- RECORDS SUPPLIED -
--- BEGIN ---
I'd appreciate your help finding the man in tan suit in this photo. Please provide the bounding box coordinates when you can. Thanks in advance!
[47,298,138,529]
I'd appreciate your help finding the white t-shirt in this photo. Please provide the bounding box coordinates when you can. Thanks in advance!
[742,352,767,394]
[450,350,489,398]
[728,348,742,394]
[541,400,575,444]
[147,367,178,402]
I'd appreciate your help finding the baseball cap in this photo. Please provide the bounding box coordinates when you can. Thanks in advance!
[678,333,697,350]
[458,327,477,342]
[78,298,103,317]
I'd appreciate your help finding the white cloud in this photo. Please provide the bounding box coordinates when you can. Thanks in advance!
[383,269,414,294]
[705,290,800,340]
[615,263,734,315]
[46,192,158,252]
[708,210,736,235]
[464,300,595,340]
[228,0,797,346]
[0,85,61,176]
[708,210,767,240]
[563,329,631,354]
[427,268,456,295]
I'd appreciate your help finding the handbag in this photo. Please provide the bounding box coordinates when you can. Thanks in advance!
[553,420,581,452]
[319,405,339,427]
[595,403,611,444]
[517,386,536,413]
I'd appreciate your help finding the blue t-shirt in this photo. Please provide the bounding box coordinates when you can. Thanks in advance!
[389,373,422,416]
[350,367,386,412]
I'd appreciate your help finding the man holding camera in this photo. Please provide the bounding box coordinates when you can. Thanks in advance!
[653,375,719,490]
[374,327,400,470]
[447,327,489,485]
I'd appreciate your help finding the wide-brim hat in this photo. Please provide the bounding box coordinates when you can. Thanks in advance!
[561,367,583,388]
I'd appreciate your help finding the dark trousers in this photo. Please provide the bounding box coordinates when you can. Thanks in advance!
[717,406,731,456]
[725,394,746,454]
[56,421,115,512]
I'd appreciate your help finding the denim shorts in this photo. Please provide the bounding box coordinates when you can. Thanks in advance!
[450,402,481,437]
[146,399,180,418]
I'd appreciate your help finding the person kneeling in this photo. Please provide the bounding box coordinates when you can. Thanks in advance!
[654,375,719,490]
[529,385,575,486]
--- END ---
Swap "bounding box coordinates" for "box coordinates" throughout the records above and write them out again, changing nothing else.

I'd appreciate your help finding the man in tan suit in this photo. Please provide the box coordinates when you can. Thanks in advance!
[47,298,138,529]
I'd appreciate your help finding the white t-shirt in this photo. Please provide the box coordinates when you can. Thanks in advance!
[742,352,767,394]
[450,350,489,398]
[728,348,742,394]
[541,400,575,444]
[147,367,178,402]
I'd appreciate your help finding the baseball cap in this photo. Please provide the box coordinates when you can. Thanks in advance!
[678,333,697,350]
[458,327,477,342]
[78,298,103,317]
I'd appreciate your help finding the white cloud in this photo. Please provide the box coordinates when you can. Thanks in advance!
[383,269,414,294]
[705,290,800,340]
[615,263,734,315]
[46,192,158,252]
[708,210,736,235]
[464,300,595,340]
[228,0,797,346]
[0,85,61,176]
[708,210,767,240]
[563,329,631,354]
[427,268,456,295]
I'd appreciate your help finding the handbag in this photo. Please provide the box coordinates when you can. Thanks in advance!
[553,420,581,452]
[319,405,339,427]
[595,403,611,444]
[517,386,536,413]
I'd appreciate your help finding the blue t-shirt in this photo. Please provide the box coordinates when you can. Thanks in advance!
[389,373,422,416]
[350,367,386,412]
I'd appreciate your help finding the man holding camera in this photo. Please provide the box coordinates when you can. Thanks in advance!
[653,375,719,490]
[374,327,400,470]
[447,327,489,485]
I'd appreciate your help finding the wide-brim hat in this photo. Please provide the box coordinates when you can. Thanks in advance!
[561,367,583,388]
I'd appreciate your help finding the dark trousers in this photo. Please provide the box coordinates when you can. Thanks in advance!
[717,406,731,456]
[725,394,746,454]
[56,421,115,512]
I'd appreciate your help finding the denim shorts in this photo. Please provide the box coordinates when you can. Thanks in advance!
[450,402,481,437]
[146,399,180,418]
I'd appreciate your help finding the person kneeling in this photo. Please provide the box coordinates when you can. Thanks in advance!
[654,375,719,490]
[529,385,575,486]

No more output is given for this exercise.